● WRITTEN EXERCISE
Rewrite the lines, starting with the first one and going on through the line with "(1234, 685)", requests included. Offset every coordinate in the answers by adding 36 to it.

Entries for pointing and labeling:
• • •

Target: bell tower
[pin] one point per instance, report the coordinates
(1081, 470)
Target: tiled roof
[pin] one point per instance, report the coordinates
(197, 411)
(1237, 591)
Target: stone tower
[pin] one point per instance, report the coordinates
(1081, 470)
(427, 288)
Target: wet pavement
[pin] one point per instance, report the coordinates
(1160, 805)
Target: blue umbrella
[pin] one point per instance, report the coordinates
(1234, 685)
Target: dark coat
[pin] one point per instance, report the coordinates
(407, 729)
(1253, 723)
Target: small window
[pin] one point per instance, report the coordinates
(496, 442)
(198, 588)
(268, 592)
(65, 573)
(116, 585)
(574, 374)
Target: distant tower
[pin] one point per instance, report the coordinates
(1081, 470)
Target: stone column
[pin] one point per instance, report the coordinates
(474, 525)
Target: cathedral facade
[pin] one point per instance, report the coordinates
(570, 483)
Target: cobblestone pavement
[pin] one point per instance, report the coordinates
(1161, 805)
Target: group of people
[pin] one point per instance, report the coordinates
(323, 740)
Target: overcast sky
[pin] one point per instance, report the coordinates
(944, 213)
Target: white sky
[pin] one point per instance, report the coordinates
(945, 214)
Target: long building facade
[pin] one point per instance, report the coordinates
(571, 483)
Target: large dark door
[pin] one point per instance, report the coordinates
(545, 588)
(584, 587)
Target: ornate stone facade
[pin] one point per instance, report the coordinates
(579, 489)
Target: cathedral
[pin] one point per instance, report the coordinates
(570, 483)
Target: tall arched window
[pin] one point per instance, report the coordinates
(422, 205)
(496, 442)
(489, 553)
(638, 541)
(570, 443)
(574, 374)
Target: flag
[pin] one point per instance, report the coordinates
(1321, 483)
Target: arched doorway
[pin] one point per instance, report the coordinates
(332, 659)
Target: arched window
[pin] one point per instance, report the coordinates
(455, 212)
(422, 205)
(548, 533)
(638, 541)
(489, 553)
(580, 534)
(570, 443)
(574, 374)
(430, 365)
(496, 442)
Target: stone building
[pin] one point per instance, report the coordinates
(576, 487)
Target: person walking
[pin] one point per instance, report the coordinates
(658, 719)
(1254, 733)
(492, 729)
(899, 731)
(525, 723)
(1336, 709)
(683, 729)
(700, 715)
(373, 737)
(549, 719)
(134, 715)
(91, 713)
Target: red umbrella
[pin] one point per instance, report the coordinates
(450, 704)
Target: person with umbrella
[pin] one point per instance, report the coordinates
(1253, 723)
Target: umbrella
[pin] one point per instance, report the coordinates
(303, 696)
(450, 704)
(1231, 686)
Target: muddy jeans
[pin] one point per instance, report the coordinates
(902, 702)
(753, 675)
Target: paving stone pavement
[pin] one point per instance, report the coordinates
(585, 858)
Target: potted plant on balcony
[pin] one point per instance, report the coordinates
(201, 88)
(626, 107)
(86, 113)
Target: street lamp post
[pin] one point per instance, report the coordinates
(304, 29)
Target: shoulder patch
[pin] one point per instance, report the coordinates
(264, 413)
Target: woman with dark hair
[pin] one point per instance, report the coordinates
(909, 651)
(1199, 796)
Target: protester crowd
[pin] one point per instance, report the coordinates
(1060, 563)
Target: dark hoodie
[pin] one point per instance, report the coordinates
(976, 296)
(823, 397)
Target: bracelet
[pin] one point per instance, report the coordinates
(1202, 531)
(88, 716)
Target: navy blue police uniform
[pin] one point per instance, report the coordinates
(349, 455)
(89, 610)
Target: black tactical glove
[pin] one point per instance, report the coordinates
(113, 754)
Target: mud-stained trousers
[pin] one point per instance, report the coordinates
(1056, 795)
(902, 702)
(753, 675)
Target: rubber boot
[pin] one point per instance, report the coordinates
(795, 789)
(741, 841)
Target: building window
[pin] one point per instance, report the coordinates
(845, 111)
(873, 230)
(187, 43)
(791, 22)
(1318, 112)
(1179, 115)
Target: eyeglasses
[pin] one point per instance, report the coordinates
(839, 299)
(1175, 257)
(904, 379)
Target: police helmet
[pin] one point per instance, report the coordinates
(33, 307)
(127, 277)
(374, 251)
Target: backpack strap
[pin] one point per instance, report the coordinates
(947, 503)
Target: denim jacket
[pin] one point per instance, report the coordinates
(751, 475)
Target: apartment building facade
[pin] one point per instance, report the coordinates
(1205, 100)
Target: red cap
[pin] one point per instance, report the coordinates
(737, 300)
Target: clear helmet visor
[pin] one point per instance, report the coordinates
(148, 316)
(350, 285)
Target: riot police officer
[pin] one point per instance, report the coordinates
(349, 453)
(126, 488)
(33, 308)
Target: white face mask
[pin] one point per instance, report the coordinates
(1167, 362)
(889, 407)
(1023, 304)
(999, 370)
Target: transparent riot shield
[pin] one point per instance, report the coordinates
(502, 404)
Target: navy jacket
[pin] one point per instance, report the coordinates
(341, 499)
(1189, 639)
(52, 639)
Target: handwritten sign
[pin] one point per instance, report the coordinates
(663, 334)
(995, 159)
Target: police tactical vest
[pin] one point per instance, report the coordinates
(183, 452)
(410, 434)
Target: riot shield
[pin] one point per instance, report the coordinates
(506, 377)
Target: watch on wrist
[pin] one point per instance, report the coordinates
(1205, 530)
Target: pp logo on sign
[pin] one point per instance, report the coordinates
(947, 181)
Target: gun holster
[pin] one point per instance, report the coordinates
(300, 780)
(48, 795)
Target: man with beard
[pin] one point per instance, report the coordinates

• • •

● REPLY
Target: bell tower
[pin] one point per instance, report the coordinates
(1117, 506)
Target: tiled roof
[pin] one point per instance, report the coordinates
(233, 447)
(1273, 627)
Target: stone tower
[pin] one point per instance, report the coordinates
(1117, 506)
(463, 324)
Target: wet pavement
[pin] one point per instance, report the coordinates
(1196, 841)
Target: blue umbrella
[pin] one point per instance, report the coordinates
(1270, 721)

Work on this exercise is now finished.